__DIRECTION 1__: According to the furniture-painting steps, which product does the writer use to clean the piece?
__DIRECTION 2__: Repeat word for word everything in the furniture-painting steps from "5. Now is the" down to "the putty dries.".

__EXTRACT PROVIDED__:
** begin **

4. Clean the piece. I use Krud Kutter. (You can find this at Amazon, Lowes, or Home Depot.) It is such a great product that you can almost use it without sanding (I have before!) It dulls the surface and removes all the grime. Spray it on, and with a wet rag wipe it off well.
5. Now is the time to do repairs if needed. For scratches, use a wood filler and a putty knife. You might have to do this multiple times until the scratches are filled. The best way to tell is to use your hands and feel the surface-if you can feel the indentation do fill it again. Lightly sand these areas so it nice smooth surface after the putty dries.
6. Take out the drawers. I usually leave up cabinet doors, and I paint the inside and outside of the door. I don't usually paint the inside of a cabinet but I do tape it around where the door fits to create a nice line when the door is open.7. Lay the drawers surface size up on their ends so they are easy to paint.

** end **

__ENTRIES__:
** begin **

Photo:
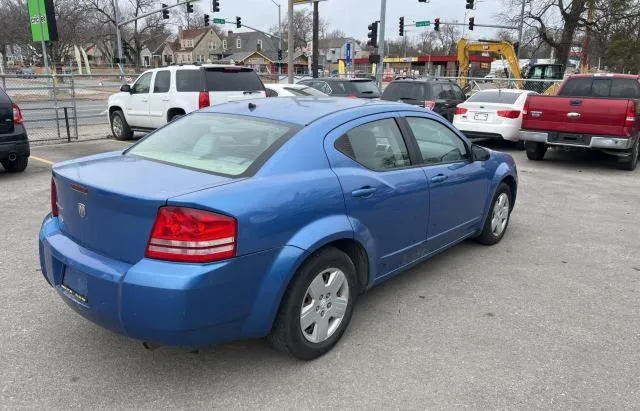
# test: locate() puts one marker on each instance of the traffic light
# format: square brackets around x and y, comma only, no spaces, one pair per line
[373,34]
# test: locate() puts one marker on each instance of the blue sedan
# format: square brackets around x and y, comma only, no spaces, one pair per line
[265,218]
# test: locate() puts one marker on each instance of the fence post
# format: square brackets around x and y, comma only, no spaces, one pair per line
[66,121]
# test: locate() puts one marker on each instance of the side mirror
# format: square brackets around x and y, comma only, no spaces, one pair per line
[479,153]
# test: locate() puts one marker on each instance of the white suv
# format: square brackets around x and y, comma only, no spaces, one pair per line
[160,95]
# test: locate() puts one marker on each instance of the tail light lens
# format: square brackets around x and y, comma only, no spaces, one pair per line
[509,113]
[203,99]
[192,236]
[17,115]
[631,116]
[460,111]
[54,198]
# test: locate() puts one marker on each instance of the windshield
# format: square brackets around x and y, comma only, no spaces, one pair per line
[494,97]
[217,143]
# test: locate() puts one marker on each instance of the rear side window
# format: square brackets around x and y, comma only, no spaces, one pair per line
[162,82]
[188,80]
[232,79]
[494,97]
[218,143]
[377,145]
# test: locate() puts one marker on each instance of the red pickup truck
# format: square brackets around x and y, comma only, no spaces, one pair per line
[598,112]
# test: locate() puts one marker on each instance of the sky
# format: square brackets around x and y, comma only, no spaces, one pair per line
[353,16]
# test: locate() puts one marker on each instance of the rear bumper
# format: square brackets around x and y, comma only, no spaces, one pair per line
[595,142]
[183,305]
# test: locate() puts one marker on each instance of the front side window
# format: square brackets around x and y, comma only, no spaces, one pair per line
[378,146]
[437,143]
[142,85]
[218,143]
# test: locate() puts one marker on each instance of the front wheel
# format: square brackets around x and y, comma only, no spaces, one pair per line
[317,306]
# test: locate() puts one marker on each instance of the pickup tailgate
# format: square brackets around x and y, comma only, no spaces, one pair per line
[576,115]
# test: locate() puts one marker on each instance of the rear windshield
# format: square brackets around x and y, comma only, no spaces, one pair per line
[494,97]
[219,79]
[601,87]
[218,143]
[407,91]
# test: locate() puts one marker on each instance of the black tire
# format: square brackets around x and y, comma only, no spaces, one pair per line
[287,334]
[126,133]
[631,162]
[488,236]
[535,151]
[16,166]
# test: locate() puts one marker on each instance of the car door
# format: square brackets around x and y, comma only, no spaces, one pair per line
[159,98]
[138,107]
[385,190]
[458,186]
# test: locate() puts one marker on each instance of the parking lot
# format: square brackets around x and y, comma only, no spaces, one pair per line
[548,318]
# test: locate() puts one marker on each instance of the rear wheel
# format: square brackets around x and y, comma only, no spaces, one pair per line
[317,306]
[631,162]
[16,166]
[119,126]
[535,150]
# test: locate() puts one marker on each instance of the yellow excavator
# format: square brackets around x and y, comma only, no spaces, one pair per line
[551,72]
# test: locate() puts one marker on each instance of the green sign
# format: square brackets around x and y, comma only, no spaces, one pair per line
[38,20]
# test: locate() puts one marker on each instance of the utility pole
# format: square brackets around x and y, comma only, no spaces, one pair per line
[316,29]
[380,69]
[290,46]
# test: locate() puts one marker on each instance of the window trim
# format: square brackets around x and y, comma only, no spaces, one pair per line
[403,119]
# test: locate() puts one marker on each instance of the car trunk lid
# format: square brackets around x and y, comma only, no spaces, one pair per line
[108,203]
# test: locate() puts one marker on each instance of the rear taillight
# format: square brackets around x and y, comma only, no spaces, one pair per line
[429,104]
[203,99]
[631,116]
[192,236]
[54,198]
[17,114]
[460,111]
[509,113]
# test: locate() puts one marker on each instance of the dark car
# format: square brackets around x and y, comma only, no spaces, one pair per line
[339,87]
[14,144]
[441,96]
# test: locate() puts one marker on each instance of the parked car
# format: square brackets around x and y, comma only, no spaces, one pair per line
[268,217]
[493,113]
[344,87]
[441,96]
[292,90]
[160,95]
[14,143]
[594,112]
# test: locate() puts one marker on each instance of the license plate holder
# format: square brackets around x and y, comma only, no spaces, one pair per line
[75,284]
[481,116]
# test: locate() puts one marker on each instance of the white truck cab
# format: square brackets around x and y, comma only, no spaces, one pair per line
[159,95]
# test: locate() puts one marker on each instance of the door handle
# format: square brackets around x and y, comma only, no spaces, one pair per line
[364,192]
[439,178]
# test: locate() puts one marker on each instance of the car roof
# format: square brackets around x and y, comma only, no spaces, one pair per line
[302,110]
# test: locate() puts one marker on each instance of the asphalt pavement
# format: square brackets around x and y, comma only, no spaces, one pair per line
[548,318]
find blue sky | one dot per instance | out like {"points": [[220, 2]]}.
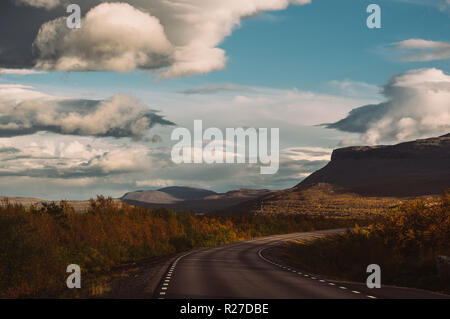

** end **

__EXERCISE SOLUTION 1__: Krud Kutter.

__EXERCISE SOLUTION 2__:
5. Now is the time to do repairs if needed. For scratches, use a wood filler and a putty knife. You might have to do this multiple times until the scratches are filled. The best way to tell is to use your hands and feel the surface-if you can feel the indentation do fill it again. Lightly sand these areas so it nice smooth surface after the putty dries.